------ Document

Polarization, “uncancelable,” and the costs/benefits of a loud brand
They discuss whether all publicity is good publicity, and Jake argues the claim is false in extreme cases but defends being ‘uncancelable’ because he believes nothing truly damning exists. Geoffrey frames polarizing brand as a strategic advantage with LPs: the returns matter more than aesthetics.
Why build a $30M fund when boxing can pay $100M+: the long AUM game
Jake explains the fund is a starting point, not the destination; their ambition is to scale to multi-billion AUM over time. They connect his career arc (starting small, compounding) to how venture platforms are built.
What Jake brings beyond distribution: taste, cultural signal, and founder selection in an AI era
Geoffrey argues that as coding/analysis commoditize through AI, “taste” and cultural instincts become a sharper investing edge. Jake’s creator reps—early platform adoption and consumer sentiment—translate into picking and winning, not just marketing support.
The investor product: targeted intros, credibility, and attention that converts
They define what they “sell” to founders: not guaranteed promotion, but high-leverage access and culturally fluent guidance. Examples include unusual but valuable networks and the idea that an intro from Jake has higher response and conversion than traditional VC outreach.

------------
------ Entries

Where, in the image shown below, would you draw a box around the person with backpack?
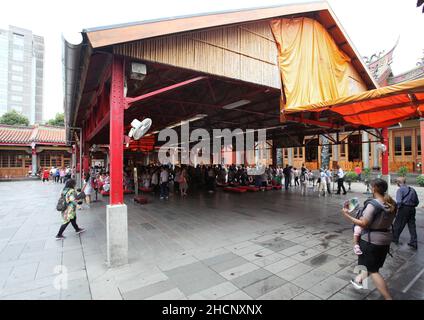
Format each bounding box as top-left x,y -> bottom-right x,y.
342,179 -> 397,300
56,179 -> 85,240
393,177 -> 420,250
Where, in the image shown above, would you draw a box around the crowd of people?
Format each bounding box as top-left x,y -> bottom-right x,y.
38,167 -> 72,184
84,165 -> 346,199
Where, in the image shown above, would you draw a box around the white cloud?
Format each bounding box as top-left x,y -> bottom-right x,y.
0,0 -> 424,119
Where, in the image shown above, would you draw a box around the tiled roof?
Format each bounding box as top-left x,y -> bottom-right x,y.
0,124 -> 66,145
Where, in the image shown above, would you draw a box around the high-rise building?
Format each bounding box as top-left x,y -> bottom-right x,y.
0,26 -> 44,124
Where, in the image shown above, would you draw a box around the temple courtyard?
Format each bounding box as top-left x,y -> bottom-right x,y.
0,181 -> 424,300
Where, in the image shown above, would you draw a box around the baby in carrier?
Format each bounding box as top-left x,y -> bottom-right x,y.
344,198 -> 366,256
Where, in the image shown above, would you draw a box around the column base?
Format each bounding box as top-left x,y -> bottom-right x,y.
106,204 -> 128,268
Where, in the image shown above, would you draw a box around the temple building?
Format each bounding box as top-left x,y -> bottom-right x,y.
279,43 -> 424,173
0,124 -> 72,179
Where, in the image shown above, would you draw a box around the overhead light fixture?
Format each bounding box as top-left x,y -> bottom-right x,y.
222,100 -> 251,110
166,114 -> 208,129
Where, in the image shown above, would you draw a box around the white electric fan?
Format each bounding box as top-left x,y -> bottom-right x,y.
127,118 -> 152,148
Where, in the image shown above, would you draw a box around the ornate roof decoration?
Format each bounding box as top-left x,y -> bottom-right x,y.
0,124 -> 66,146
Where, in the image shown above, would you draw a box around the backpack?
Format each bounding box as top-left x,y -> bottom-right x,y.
354,199 -> 393,242
400,187 -> 420,207
56,192 -> 68,212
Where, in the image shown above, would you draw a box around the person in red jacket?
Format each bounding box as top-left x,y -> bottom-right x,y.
43,169 -> 50,182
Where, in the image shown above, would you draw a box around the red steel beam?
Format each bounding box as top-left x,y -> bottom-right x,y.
109,57 -> 125,205
125,77 -> 207,109
286,115 -> 340,129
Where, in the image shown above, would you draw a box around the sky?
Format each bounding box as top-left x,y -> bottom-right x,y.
0,0 -> 424,120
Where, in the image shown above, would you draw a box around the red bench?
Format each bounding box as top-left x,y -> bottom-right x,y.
240,186 -> 260,192
134,196 -> 149,204
224,187 -> 247,193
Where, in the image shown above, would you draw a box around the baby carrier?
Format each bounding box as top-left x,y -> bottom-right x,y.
353,199 -> 393,242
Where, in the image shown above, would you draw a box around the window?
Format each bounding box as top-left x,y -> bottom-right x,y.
395,137 -> 402,156
11,96 -> 24,102
11,85 -> 24,92
12,65 -> 24,72
13,33 -> 24,47
13,49 -> 24,61
403,136 -> 412,156
12,75 -> 24,82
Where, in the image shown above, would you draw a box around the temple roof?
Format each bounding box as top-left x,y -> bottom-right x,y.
0,124 -> 66,146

------------

§ List of tasks
• a. From the records, copy out word for word the part that begins with the line containing "baby in carrier?" and ends with the line containing "0,124 -> 72,179", including both of those lines.
• b. Write the next part of the text about Jake's venture fund, picking up after its final sentence.
The text about Jake's venture fund and the records have no connection to each other.

§ Outputs in order
• a.
Where, in the image shown above, would you draw a box around the baby in carrier?
Format each bounding box as top-left x,y -> bottom-right x,y.
344,198 -> 366,256
Where, in the image shown above, would you draw a box around the column base?
Format each bounding box as top-left x,y -> bottom-right x,y.
106,204 -> 128,268
Where, in the image shown above, would you draw a box around the temple building?
Format each bounding box as top-left x,y -> bottom-right x,y.
279,43 -> 424,173
0,124 -> 72,179

• b.
Strategy shift: late-stage ‘sniper shots,’ incubation, and picking category winners
Harry proposes concentrating firepower into a small set of elite late-stage companies, leveraging personal brand to win allocations and add value pre-IPO. They also discuss selective incubation (e.g., Better) where ownership and execution create outsized upside.
Staying relevant: escaping the creator treadmill and building an ecosystem
Harry raises the constant fight for relevance in media-driven businesses; Jake argues he has ‘escape velocity’ due to enduring persona, multi-platform presence, and the Paul brothers’ ecosystem. They contrast this with how difficult it is for most creators to stay top-of-mind.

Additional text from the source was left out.